[Work to complete]
Pull out each line in the rows below that contains the word "group", copying each one whole.
---------- Supplied records
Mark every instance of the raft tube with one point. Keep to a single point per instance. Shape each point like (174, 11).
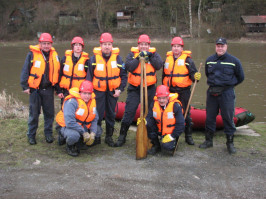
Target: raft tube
(198, 115)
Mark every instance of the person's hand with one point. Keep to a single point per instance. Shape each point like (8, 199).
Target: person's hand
(167, 138)
(27, 91)
(86, 137)
(117, 93)
(197, 76)
(60, 95)
(91, 139)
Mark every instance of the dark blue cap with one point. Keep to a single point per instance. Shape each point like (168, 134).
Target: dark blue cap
(221, 41)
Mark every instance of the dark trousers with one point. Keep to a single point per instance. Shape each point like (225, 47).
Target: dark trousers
(133, 100)
(226, 103)
(106, 102)
(41, 98)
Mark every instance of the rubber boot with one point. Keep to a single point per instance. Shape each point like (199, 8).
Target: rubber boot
(208, 141)
(81, 145)
(188, 135)
(230, 144)
(61, 140)
(72, 150)
(96, 141)
(108, 137)
(122, 136)
(156, 147)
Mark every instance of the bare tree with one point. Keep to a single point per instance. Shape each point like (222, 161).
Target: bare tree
(98, 14)
(190, 18)
(199, 13)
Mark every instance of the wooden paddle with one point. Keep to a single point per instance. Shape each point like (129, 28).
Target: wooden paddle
(142, 136)
(190, 98)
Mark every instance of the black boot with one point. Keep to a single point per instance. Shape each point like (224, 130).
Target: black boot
(156, 147)
(208, 140)
(32, 141)
(96, 141)
(188, 135)
(122, 136)
(108, 137)
(61, 140)
(72, 150)
(230, 144)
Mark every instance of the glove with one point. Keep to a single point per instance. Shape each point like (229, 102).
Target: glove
(197, 76)
(139, 120)
(91, 140)
(86, 137)
(167, 138)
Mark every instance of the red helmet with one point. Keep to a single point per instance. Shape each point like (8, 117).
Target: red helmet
(106, 37)
(144, 38)
(77, 40)
(86, 86)
(45, 37)
(177, 40)
(162, 91)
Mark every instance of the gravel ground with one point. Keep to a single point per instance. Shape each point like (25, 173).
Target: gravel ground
(191, 173)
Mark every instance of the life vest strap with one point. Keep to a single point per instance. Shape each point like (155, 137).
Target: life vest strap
(34, 75)
(148, 74)
(106, 78)
(73, 77)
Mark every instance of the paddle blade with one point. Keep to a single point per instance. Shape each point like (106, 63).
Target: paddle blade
(141, 141)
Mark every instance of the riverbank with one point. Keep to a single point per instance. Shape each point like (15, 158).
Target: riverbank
(46, 171)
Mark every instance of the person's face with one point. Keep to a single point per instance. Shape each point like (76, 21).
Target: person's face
(177, 50)
(85, 96)
(163, 100)
(77, 48)
(45, 46)
(106, 47)
(143, 46)
(221, 49)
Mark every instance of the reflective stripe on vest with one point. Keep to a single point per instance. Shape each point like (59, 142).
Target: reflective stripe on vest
(176, 73)
(39, 64)
(165, 119)
(84, 114)
(135, 76)
(74, 74)
(106, 73)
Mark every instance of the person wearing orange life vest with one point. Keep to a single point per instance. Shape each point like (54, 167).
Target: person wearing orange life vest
(73, 66)
(165, 120)
(108, 75)
(178, 74)
(78, 119)
(153, 62)
(39, 79)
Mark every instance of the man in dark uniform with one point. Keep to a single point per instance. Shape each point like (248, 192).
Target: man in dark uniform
(39, 78)
(107, 73)
(153, 63)
(179, 73)
(223, 72)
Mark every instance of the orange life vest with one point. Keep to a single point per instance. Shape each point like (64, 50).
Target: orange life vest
(134, 78)
(76, 74)
(106, 73)
(165, 119)
(39, 64)
(176, 73)
(85, 113)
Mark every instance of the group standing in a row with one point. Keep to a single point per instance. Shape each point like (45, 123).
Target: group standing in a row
(89, 89)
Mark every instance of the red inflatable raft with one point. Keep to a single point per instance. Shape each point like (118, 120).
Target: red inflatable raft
(198, 115)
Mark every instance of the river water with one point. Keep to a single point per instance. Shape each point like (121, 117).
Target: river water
(250, 94)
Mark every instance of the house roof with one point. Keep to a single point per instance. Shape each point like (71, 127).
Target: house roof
(254, 19)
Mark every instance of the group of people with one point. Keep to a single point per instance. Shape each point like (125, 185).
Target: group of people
(89, 88)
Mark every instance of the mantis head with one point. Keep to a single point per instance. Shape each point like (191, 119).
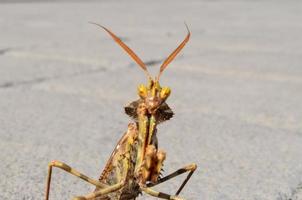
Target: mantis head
(152, 94)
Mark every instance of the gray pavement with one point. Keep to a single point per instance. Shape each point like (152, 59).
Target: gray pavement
(236, 93)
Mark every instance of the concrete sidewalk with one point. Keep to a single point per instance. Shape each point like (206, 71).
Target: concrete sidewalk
(236, 93)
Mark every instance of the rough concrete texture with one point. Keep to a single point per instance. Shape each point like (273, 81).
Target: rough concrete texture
(236, 93)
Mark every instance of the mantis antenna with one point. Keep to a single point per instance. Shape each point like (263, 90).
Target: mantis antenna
(174, 53)
(127, 49)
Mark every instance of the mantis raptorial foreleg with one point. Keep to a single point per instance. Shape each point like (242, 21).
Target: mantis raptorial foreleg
(72, 171)
(159, 194)
(191, 168)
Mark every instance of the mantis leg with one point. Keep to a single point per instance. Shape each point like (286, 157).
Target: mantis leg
(100, 192)
(160, 194)
(191, 168)
(74, 172)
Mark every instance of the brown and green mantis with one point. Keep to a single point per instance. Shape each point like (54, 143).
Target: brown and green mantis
(135, 164)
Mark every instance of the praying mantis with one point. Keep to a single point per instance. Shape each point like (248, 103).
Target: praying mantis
(135, 164)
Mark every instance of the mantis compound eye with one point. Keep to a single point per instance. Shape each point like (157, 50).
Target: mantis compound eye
(165, 92)
(142, 91)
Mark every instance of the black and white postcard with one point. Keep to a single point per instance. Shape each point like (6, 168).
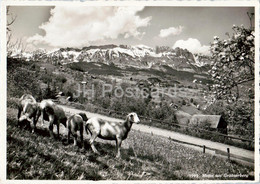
--------------------
[Problem solution]
Mark every instance of the group standing in a row with one point. Keep to a single point per instance. Shape each point like (45, 123).
Target: group standing in a row
Mark every instance of the group of people with one point. Keep to a single point per instance. Shape each point like (125, 185).
Target: group of people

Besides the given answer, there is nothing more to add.